Vu la décision n° 2017-688 QPC du 2 février 2018 du Conseil constitutionnel.
Vu la décision du Conseil d'Etat statuant au contentieux n° 418937 du 22 octobre 2018.
Vu les autres pièces du dossier.
Vu :
- le code du sport,
- le décret n° 2016-84 du 29 janvier 2016 relatif aux sanctions disciplinaires en matière de lutte contre le dopage,
- le règlement disciplinaire relatif à la lutte contre le dopage de la Fédération française de rugby à XIII,
- le code de justice administrative.
Les parties ont été régulièrement averties du jour de l'audience.
Ont été entendus au cours de l'audience publique :
- le rapport de M. B...,
- les conclusions de Mme Péna, rapporteur public,
- les observations de Me G..., représentant l'Agence mondiale antidopage.
Considérant ce qui suit :
1. M. A... F..., joueur de rugby à XIII au sein du club Broncos Palau XIII, a été testé positif à un contrôle urinaire antidopage lors d'un match auquel il participait le
25 septembre 2016 à Perpignan. Par une décision du 8 février 2017, l'organe disciplinaire de première instance de lutte contre le dopage de la Fédération française de rugby à XIII a infligé à M. F... la sanction de l'interdiction de participer pendant deux ans aux manifestations sportives organisées ou autorisées par cette fédération. Par une décision du 4 avril 2017, l'organe disciplinaire d'appel de la fédération a modifié cette sanction, en lui interdisant de participer, pendant vingt-quatre mois, dont huit assortis du sursis, aux manifestations sportives organisées ou autorisées par cette fédération. Sur le fondement du 3° de l'article L. 232-22 du code du sport, le collège de l'Agence française de lutte contre le dopage a décidé, le 18 mai 2017, de se saisir de sa propre initiative des faits relevés à l'encontre de M. F.... Par une décision du
20 septembre 2017, le collège de l'Agence a infligé à l'intéressé une sanction d'interdiction de participer pendant quatre ans aux manifestations sportives organisées ou autorisées par la Fédération française de rugby à XIII et par les autres fédérations sportives agréées.

» Consigne
Pouvez-vous transcrire fidèlement le passage de l'extrait qui commence par « Vu les autres » et se poursuit jusqu'à « jour de l'audience. » ? Les lignes qui suivent n'ont aucun lien avec l'extrait.

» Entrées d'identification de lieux

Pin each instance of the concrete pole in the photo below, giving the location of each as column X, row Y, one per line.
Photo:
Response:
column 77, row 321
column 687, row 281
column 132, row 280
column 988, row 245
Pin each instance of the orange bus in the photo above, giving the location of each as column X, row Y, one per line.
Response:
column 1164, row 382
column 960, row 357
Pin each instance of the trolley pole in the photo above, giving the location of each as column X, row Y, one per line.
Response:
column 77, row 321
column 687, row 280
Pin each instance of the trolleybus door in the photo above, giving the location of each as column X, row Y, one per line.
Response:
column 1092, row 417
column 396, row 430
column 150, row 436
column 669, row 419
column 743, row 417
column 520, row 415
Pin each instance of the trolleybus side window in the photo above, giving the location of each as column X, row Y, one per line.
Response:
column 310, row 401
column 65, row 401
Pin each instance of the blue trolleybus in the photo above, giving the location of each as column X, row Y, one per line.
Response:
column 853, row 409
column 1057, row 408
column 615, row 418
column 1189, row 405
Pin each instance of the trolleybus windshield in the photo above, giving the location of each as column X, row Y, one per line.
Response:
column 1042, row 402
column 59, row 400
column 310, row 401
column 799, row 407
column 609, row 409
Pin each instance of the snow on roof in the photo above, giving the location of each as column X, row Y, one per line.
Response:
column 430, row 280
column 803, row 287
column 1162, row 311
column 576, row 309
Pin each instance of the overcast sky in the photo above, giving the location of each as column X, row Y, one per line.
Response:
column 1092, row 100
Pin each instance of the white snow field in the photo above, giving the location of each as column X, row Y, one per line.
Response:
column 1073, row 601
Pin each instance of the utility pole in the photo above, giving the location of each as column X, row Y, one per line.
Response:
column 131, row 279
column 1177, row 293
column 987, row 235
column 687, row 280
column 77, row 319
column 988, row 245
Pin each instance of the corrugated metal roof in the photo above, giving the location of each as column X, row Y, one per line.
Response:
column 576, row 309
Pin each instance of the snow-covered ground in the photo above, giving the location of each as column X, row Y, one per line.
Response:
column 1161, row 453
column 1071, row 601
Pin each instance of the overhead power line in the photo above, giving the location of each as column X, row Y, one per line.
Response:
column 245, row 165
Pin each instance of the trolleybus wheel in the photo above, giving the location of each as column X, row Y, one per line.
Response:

» Réponse de l'exercice
Vu les autres pièces du dossier.
Vu :
- le code du sport,
- le décret n° 2016-84 du 29 janvier 2016 relatif aux sanctions disciplinaires en matière de lutte contre le dopage,
- le règlement disciplinaire relatif à la lutte contre le dopage de la Fédération française de rugby à XIII,
- le code de justice administrative.
Les parties ont été régulièrement averties du jour de l'audience.